What you need to do — Copy the news report on SWAK from "Rahela also communicated" up to and including "are also autistic.", putting "parents" in place of "mothers".

SWAK educates autistic children free of cost


DHAKA, April 18, 2017 (BSS)-Rahela Begum (not her real name) got married with Bangladeshi expatriate in Kuwait Nezam Uddin in 1996 when she was only 17. Just after one year of their marriage, Rahela became the mother of a baby boy. After passage of one and a half years, the parents of the boy plunged into abyss of anxieties when they realized
that their child was not normal. Ironically Rahela has been gripped with a daunting task of curing his beloved son.

She communicated with a doctor and the doctor informed her that her baby is autistic. The doctor advised her how to deal with this baby.

Rahela also communicated with a few other mothers whose babies were suffering from autism. Finally they decided to open a school for their children as well as others who are also autistic.

Rahela and other devoted parents opened the school ‘Society of the welfare of Autistic Children’ (SWAK) in 2000. The aim of SWAC is educating and training individuals with autism to develop to their fullest potentials and improve the quality of their live.

Data extract —
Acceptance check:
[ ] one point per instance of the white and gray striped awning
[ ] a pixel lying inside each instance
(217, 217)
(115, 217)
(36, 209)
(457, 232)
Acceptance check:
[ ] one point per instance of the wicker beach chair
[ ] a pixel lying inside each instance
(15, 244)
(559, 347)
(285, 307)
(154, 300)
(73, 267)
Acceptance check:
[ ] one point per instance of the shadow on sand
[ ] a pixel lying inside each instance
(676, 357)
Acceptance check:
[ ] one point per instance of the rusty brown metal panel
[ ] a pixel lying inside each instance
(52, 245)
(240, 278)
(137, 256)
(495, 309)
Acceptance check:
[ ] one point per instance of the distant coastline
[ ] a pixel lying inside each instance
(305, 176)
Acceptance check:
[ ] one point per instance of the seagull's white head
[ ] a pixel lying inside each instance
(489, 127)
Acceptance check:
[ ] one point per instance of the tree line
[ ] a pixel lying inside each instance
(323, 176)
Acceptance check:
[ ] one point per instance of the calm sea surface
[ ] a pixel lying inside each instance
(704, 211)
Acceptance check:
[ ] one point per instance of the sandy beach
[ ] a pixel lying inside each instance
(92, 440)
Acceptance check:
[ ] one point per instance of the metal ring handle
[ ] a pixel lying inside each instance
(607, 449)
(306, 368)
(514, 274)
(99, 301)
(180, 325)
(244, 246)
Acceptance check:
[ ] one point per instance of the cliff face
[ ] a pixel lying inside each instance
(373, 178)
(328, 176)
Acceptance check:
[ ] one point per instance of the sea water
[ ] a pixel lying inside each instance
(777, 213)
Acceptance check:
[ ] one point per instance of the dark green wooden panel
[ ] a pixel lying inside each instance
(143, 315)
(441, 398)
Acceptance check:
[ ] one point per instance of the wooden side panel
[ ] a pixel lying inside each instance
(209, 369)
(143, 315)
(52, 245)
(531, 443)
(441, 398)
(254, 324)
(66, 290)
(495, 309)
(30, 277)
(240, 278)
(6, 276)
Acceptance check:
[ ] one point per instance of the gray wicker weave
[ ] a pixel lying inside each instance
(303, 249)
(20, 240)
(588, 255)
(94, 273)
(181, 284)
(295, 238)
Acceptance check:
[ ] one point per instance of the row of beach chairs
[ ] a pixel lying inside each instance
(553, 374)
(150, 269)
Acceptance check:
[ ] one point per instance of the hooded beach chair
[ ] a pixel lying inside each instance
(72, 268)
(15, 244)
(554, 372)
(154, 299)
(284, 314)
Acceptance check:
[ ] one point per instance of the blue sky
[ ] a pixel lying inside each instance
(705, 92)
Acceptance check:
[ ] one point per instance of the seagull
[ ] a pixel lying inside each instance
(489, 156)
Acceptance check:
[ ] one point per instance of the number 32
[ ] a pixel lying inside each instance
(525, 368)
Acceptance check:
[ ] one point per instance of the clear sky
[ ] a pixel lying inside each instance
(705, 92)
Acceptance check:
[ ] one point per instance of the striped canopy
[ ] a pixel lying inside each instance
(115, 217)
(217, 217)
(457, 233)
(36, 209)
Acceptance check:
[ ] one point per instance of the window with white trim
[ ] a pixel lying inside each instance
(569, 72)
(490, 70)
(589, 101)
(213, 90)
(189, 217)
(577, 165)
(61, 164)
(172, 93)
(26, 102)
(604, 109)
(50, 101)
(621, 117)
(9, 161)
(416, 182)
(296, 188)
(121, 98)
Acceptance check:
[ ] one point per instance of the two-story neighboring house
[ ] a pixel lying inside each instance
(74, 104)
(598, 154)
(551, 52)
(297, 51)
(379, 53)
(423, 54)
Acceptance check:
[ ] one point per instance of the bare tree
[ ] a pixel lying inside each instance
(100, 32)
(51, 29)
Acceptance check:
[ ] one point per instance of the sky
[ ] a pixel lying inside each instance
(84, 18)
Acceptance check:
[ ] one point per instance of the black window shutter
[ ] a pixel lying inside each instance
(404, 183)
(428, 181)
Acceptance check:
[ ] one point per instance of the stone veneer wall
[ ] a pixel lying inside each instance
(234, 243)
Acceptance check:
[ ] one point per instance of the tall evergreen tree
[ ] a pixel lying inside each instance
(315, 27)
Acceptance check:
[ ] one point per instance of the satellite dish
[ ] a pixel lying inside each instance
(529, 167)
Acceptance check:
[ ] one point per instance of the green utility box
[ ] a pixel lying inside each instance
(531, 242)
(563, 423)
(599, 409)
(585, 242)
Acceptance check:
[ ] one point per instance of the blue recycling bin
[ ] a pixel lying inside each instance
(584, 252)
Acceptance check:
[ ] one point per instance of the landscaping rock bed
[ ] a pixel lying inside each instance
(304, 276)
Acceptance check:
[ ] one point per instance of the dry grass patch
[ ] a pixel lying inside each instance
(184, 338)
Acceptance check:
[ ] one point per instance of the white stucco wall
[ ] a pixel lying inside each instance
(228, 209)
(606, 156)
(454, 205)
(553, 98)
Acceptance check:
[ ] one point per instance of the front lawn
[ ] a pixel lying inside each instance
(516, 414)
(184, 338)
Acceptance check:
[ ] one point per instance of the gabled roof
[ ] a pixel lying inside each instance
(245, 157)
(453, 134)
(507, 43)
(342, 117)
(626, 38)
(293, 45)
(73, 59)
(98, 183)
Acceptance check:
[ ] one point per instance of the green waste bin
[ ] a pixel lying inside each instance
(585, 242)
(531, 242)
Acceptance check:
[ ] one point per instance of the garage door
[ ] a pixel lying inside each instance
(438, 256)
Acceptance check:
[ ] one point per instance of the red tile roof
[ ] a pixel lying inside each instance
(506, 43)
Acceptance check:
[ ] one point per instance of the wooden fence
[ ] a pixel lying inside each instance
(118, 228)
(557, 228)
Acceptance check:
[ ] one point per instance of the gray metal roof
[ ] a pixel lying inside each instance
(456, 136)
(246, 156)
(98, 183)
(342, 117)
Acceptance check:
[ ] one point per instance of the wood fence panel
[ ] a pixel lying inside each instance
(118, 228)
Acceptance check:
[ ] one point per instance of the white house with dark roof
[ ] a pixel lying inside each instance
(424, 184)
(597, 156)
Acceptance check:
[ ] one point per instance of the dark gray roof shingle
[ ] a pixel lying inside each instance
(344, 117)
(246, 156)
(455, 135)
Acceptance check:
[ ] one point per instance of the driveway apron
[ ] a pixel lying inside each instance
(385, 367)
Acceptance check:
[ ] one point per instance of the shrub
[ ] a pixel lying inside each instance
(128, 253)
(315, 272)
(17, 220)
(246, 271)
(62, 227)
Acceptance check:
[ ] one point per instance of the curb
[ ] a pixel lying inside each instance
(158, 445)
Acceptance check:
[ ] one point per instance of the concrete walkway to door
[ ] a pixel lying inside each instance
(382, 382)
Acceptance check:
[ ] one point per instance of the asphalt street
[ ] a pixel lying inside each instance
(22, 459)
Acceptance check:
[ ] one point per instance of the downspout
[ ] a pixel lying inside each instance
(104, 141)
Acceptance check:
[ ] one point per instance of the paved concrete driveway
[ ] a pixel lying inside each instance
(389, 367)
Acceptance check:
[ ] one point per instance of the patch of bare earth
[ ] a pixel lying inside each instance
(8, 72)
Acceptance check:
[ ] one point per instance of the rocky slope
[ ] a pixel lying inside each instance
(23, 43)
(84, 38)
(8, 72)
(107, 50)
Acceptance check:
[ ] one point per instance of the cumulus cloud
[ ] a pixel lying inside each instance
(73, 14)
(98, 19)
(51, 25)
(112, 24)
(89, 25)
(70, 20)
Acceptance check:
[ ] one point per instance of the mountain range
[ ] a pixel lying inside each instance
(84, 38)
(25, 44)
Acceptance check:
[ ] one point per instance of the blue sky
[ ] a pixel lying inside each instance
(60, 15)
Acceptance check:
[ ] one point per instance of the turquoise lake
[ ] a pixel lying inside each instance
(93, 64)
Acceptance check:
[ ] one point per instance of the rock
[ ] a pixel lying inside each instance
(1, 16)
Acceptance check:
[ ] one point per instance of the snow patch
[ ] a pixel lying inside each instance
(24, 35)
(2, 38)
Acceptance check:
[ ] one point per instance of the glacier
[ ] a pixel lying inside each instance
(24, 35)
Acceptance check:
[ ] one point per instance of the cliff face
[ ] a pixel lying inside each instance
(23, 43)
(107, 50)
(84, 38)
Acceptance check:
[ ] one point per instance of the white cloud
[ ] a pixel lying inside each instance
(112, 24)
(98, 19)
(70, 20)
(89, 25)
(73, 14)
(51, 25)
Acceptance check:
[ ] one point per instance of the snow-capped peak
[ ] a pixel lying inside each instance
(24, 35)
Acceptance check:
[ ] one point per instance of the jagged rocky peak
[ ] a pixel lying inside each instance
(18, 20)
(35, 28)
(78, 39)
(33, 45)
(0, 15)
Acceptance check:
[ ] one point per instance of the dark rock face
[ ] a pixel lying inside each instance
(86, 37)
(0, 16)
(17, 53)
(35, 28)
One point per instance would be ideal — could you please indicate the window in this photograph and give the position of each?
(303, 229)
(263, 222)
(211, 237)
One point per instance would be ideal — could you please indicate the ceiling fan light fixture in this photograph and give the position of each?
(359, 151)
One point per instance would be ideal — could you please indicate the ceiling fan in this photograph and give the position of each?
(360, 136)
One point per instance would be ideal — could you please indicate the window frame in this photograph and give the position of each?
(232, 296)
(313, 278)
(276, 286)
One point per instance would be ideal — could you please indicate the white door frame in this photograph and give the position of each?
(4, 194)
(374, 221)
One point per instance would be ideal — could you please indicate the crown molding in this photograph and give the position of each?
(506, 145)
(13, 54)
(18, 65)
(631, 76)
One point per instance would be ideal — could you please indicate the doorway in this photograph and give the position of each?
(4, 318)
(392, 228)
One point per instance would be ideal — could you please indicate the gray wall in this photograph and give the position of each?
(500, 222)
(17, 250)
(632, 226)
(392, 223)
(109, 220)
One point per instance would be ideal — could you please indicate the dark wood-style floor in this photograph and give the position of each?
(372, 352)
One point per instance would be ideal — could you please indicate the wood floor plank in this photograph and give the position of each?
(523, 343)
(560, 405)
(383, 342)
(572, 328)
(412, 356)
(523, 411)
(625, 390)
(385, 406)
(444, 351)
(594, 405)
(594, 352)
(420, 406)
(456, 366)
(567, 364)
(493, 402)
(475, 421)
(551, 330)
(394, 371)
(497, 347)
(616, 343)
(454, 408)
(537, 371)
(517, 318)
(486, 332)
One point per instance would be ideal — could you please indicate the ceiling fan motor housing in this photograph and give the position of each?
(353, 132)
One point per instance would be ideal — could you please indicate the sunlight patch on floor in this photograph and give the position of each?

Solution for this task —
Rahela also communicated with a few other parents whose babies were suffering from autism. Finally they decided to open a school for their children as well as others who are also autistic.